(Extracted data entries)
==*==
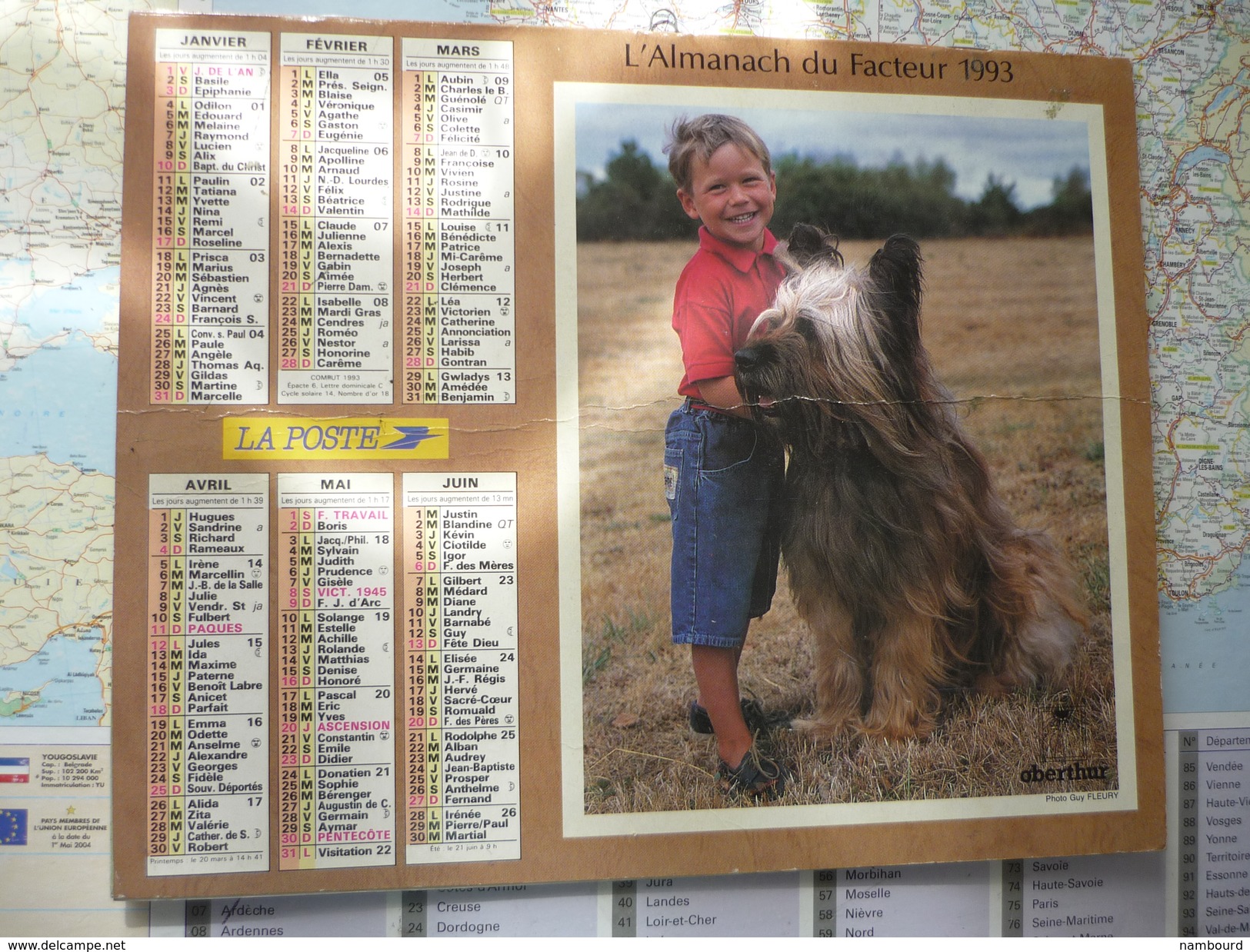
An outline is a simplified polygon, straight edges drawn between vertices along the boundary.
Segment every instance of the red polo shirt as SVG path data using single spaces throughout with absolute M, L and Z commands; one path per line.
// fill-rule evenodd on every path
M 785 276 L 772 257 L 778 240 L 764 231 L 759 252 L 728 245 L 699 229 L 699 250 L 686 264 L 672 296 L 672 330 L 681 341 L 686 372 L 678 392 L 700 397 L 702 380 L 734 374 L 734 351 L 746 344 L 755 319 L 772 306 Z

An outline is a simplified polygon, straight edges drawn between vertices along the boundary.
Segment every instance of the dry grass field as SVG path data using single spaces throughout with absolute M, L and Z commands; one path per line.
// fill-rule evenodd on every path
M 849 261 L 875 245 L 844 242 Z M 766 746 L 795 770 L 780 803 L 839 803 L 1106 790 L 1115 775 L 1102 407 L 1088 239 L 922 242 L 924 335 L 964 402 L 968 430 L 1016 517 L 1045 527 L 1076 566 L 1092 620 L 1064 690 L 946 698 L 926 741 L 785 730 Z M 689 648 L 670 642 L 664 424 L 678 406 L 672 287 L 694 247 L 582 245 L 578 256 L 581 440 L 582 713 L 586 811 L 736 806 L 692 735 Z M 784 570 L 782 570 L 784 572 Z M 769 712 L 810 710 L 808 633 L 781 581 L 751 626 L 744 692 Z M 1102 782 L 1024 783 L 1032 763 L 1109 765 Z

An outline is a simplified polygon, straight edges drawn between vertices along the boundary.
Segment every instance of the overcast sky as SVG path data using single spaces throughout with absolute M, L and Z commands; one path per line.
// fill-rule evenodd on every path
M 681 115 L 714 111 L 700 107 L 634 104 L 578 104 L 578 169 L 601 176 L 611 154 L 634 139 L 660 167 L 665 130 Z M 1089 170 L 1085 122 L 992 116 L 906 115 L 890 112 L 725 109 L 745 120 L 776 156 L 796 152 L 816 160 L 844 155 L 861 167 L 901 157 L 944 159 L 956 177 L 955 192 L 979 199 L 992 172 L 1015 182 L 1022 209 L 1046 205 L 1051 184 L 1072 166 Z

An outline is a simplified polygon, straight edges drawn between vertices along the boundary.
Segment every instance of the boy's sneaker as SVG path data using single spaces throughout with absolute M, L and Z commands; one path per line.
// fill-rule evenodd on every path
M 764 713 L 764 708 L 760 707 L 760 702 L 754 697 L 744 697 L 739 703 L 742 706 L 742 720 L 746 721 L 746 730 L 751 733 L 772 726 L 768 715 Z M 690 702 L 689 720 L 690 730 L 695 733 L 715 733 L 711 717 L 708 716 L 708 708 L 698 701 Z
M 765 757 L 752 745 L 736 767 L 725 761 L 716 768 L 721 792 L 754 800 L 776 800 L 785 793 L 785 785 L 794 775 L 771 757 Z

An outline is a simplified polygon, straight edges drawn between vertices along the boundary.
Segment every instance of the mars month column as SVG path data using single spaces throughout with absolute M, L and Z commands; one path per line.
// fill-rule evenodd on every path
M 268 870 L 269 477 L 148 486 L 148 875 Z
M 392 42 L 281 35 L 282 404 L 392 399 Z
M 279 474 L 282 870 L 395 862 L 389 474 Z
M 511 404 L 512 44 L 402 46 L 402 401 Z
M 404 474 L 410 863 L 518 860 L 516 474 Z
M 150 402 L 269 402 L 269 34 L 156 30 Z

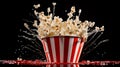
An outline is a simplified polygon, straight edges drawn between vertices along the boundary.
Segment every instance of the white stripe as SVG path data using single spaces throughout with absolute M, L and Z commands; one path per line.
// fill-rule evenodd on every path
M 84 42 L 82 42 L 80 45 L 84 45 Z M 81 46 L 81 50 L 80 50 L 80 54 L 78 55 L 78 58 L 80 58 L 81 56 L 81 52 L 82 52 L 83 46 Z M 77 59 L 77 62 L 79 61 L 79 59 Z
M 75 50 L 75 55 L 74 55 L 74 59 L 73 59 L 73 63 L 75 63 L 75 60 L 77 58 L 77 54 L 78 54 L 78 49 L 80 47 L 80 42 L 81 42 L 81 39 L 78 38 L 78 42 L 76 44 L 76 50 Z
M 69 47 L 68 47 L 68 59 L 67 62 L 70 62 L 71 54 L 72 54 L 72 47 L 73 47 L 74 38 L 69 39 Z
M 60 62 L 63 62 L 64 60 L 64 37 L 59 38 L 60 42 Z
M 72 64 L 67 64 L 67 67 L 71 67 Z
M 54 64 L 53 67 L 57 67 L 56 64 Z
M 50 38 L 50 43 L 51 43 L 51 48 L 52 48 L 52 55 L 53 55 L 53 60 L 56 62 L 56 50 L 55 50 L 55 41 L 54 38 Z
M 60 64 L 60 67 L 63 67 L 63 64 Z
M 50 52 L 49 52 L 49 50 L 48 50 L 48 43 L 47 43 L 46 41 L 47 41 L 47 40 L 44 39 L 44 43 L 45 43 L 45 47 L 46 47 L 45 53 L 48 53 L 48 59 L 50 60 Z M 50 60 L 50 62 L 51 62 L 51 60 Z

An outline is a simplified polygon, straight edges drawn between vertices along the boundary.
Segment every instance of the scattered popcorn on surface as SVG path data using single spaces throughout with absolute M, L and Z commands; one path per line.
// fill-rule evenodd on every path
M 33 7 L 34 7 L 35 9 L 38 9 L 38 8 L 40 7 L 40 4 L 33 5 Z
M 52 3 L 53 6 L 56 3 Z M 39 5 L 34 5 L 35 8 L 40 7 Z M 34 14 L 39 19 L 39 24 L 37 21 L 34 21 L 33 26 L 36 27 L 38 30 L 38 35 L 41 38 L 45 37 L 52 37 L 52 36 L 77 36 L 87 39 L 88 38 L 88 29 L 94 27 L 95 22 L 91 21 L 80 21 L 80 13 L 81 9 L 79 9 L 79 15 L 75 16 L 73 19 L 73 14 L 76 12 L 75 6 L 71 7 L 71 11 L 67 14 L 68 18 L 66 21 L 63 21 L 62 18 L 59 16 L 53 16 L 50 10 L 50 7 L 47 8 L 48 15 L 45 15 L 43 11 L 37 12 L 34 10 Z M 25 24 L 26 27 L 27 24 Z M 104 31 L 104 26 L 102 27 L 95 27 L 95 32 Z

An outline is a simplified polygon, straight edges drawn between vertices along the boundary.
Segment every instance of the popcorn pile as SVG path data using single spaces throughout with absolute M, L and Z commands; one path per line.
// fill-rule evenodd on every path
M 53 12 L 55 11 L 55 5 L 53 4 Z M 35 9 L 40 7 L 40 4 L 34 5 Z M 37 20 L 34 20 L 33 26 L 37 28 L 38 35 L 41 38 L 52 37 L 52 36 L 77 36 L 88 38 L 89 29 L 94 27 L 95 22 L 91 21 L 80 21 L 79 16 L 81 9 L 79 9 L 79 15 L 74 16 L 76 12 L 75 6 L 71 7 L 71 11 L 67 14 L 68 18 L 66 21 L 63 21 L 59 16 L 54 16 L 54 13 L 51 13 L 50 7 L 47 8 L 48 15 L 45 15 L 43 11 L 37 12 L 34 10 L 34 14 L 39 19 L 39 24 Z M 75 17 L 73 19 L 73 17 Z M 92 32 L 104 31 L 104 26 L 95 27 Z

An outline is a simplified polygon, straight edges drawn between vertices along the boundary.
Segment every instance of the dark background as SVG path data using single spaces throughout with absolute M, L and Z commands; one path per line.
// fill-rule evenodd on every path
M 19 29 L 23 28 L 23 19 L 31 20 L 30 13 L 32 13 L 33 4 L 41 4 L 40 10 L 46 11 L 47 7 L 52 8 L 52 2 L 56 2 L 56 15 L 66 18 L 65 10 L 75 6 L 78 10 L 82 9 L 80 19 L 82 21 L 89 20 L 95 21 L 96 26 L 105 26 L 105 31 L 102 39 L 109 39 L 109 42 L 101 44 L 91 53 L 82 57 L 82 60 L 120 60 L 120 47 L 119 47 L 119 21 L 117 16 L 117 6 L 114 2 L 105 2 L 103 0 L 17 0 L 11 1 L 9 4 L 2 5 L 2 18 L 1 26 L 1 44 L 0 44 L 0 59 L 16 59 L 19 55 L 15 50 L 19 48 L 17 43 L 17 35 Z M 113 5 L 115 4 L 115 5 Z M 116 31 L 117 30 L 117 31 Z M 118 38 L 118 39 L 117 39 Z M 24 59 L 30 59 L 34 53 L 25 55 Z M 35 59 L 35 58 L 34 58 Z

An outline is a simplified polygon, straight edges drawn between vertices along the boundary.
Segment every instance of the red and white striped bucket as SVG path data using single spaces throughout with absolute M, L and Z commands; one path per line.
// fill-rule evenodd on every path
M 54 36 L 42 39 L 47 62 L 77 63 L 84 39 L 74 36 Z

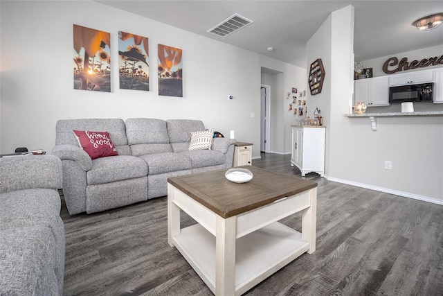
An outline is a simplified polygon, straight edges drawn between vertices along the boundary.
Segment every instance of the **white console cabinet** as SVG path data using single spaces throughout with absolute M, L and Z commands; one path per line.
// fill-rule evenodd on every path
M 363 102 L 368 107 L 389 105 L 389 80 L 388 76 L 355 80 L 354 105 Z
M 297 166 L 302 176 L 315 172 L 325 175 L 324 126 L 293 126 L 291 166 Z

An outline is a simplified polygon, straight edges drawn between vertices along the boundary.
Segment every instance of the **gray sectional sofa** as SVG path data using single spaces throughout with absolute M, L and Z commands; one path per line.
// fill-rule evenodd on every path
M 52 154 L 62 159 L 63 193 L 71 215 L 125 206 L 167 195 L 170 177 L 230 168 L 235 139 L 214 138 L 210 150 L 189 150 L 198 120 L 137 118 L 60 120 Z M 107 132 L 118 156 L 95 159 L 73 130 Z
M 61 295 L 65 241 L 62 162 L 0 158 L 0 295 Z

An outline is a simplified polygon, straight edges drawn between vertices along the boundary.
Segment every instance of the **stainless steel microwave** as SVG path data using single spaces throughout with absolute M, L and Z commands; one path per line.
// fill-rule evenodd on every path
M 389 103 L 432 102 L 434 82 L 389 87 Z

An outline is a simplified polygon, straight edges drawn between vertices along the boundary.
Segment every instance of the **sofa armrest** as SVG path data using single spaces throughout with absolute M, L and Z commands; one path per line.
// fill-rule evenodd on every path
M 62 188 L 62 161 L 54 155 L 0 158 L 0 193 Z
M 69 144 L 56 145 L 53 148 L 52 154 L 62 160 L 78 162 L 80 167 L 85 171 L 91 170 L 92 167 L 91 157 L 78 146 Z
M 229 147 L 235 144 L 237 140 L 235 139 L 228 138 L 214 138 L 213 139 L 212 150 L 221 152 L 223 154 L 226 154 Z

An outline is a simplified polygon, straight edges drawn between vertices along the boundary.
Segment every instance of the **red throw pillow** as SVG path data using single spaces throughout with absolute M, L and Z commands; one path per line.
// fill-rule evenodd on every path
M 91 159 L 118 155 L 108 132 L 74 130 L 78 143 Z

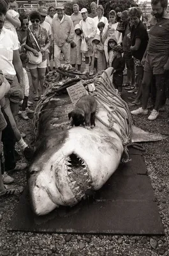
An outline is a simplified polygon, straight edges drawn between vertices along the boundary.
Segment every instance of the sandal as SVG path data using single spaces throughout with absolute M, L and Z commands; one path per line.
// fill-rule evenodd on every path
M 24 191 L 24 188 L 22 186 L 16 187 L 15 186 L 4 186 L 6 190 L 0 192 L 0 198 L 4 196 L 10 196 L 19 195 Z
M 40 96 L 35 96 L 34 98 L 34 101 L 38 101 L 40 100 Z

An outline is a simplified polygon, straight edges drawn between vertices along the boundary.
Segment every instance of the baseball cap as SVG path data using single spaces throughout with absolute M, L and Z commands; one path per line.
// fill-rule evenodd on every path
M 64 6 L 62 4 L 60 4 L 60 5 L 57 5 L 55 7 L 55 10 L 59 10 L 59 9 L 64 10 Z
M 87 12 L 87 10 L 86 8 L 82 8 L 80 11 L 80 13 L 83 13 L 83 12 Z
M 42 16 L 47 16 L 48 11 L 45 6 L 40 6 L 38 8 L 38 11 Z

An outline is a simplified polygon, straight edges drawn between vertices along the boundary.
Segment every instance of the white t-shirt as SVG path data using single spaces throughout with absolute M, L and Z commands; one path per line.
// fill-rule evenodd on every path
==*==
[Set task]
Can you update the part of the records that opens at their start and closes with the line containing "M 785 276 L" by replacing "red polo shirt" with "crimson polo shirt" and keeping everything else the same? Leave the pictures out of your answer.

[Task solution]
An outline is a simplified polygon, straight edges drawn between vertices along the boundary.
Segment every instance of the crimson polo shirt as SVG path data using single spaces throughout with absolute M, L and Z commands; one path per line.
// fill-rule evenodd on every path
M 785 276 L 772 257 L 778 240 L 764 231 L 759 252 L 728 245 L 699 229 L 699 250 L 686 264 L 672 296 L 672 330 L 681 341 L 686 372 L 678 392 L 700 397 L 702 380 L 734 374 L 734 351 L 746 344 L 755 319 L 772 306 Z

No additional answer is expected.